> _What you will do_: Go through the lines below, tally those that include the word "truck", and give only the tally.

> _Listed records_:
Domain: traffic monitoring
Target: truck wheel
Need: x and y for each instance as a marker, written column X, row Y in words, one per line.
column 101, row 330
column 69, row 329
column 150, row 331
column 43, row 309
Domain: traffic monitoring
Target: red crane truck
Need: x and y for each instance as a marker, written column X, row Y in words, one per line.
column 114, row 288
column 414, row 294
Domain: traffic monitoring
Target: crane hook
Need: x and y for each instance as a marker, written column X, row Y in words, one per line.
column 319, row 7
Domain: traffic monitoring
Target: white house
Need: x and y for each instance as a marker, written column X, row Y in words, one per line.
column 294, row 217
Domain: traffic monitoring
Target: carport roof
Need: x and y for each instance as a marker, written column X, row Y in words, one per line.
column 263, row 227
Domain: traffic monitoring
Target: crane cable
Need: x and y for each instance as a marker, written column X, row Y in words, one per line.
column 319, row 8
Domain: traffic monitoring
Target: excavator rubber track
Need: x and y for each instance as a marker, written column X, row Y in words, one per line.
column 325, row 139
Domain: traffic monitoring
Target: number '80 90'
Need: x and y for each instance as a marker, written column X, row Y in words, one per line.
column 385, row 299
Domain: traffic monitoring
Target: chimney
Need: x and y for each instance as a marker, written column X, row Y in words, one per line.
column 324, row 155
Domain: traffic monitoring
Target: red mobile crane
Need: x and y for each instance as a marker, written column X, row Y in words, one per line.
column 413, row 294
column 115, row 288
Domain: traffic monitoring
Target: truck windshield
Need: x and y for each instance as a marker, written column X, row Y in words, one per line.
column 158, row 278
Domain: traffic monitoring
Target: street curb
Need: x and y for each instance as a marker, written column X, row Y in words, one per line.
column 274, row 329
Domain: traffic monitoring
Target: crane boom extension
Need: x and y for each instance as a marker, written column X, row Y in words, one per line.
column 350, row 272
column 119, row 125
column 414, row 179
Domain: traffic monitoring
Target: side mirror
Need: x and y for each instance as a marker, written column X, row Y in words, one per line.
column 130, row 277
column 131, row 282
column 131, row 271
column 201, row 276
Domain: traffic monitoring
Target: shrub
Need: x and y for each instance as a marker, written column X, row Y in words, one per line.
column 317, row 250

> _Written response_: 3